---------- DATA EXCERPTS ----------

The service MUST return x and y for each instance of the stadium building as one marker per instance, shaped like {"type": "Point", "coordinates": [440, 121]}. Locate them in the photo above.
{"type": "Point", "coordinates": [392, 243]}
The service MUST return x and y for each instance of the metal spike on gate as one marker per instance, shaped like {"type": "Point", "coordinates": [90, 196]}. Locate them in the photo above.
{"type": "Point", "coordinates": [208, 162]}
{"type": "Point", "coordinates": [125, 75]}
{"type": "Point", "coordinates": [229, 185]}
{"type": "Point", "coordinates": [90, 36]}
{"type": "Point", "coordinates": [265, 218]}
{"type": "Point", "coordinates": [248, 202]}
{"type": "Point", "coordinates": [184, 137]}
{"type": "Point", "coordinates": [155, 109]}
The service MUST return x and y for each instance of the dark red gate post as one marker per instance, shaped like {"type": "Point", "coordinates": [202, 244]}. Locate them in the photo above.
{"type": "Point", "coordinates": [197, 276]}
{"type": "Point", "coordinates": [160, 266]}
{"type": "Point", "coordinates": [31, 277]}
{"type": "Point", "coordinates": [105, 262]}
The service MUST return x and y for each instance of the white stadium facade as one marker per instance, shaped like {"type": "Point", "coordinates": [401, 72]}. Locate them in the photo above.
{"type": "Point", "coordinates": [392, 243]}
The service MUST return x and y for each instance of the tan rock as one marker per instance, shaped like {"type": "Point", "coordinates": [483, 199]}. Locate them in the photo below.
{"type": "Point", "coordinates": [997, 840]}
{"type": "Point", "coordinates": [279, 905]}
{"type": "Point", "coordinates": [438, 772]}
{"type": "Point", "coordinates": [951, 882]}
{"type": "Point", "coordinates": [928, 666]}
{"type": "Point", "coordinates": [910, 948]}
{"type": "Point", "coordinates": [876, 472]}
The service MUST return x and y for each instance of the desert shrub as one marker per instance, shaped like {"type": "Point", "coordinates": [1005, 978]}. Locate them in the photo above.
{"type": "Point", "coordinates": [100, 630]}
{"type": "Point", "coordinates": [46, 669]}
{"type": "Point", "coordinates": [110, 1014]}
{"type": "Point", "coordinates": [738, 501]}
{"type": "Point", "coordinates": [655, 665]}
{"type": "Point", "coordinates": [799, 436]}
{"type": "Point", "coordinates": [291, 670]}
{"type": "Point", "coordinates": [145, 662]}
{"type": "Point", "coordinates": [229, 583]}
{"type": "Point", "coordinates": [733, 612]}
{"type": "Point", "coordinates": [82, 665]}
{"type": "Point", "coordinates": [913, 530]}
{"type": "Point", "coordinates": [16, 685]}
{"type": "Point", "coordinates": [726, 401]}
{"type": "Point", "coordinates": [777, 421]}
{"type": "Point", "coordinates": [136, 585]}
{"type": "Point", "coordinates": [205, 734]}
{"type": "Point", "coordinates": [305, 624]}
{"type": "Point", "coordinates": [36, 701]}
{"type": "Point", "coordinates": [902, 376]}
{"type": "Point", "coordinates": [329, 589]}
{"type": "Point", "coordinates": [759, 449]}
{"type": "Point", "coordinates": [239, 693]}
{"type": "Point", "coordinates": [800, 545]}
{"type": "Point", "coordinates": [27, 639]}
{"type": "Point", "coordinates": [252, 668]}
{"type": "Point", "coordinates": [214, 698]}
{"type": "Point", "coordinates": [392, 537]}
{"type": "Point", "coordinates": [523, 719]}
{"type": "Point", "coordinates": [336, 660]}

----------

REQUIRED TASK - Make a verbatim copy of every entry shown above.

EXERCISE ANSWER -
The service MUST return x and y for each instance of the stadium building as one marker per instance, shaped like {"type": "Point", "coordinates": [440, 121]}. Locate them in the photo above.
{"type": "Point", "coordinates": [392, 243]}
The service MUST return x and y for each instance of the metal spike on gate as one marker per instance, shaped like {"type": "Point", "coordinates": [90, 196]}. Locate them in the photo above.
{"type": "Point", "coordinates": [208, 162]}
{"type": "Point", "coordinates": [125, 75]}
{"type": "Point", "coordinates": [229, 185]}
{"type": "Point", "coordinates": [90, 36]}
{"type": "Point", "coordinates": [265, 218]}
{"type": "Point", "coordinates": [248, 202]}
{"type": "Point", "coordinates": [184, 137]}
{"type": "Point", "coordinates": [155, 109]}
The service MUST return x and y for each instance of the dark red gate post as one marker per instance, shaped like {"type": "Point", "coordinates": [202, 244]}. Locate them in the photo above.
{"type": "Point", "coordinates": [197, 276]}
{"type": "Point", "coordinates": [160, 266]}
{"type": "Point", "coordinates": [31, 277]}
{"type": "Point", "coordinates": [105, 262]}
The service MUST return x and y for each instance of the white stadium facade as one marker per instance, shaped like {"type": "Point", "coordinates": [401, 72]}. Locate them in the photo above.
{"type": "Point", "coordinates": [392, 243]}
The service MUST return x and y for each instance of the tan rock as one marker per instance, shaped like {"type": "Point", "coordinates": [483, 199]}. Locate them in the photo below.
{"type": "Point", "coordinates": [997, 840]}
{"type": "Point", "coordinates": [279, 905]}
{"type": "Point", "coordinates": [438, 772]}
{"type": "Point", "coordinates": [951, 882]}
{"type": "Point", "coordinates": [928, 666]}
{"type": "Point", "coordinates": [910, 948]}
{"type": "Point", "coordinates": [876, 472]}
The service MUST return x and y for each instance of the desert shrub as one marker per instance, shaped like {"type": "Point", "coordinates": [1005, 978]}. Locate them in the photo above.
{"type": "Point", "coordinates": [100, 630]}
{"type": "Point", "coordinates": [46, 669]}
{"type": "Point", "coordinates": [110, 1014]}
{"type": "Point", "coordinates": [738, 501]}
{"type": "Point", "coordinates": [655, 665]}
{"type": "Point", "coordinates": [799, 436]}
{"type": "Point", "coordinates": [291, 670]}
{"type": "Point", "coordinates": [145, 662]}
{"type": "Point", "coordinates": [229, 583]}
{"type": "Point", "coordinates": [733, 612]}
{"type": "Point", "coordinates": [82, 665]}
{"type": "Point", "coordinates": [913, 530]}
{"type": "Point", "coordinates": [16, 685]}
{"type": "Point", "coordinates": [726, 401]}
{"type": "Point", "coordinates": [777, 421]}
{"type": "Point", "coordinates": [136, 585]}
{"type": "Point", "coordinates": [205, 734]}
{"type": "Point", "coordinates": [305, 624]}
{"type": "Point", "coordinates": [36, 701]}
{"type": "Point", "coordinates": [902, 376]}
{"type": "Point", "coordinates": [329, 589]}
{"type": "Point", "coordinates": [759, 449]}
{"type": "Point", "coordinates": [239, 693]}
{"type": "Point", "coordinates": [800, 545]}
{"type": "Point", "coordinates": [27, 639]}
{"type": "Point", "coordinates": [252, 668]}
{"type": "Point", "coordinates": [214, 698]}
{"type": "Point", "coordinates": [392, 537]}
{"type": "Point", "coordinates": [523, 719]}
{"type": "Point", "coordinates": [336, 660]}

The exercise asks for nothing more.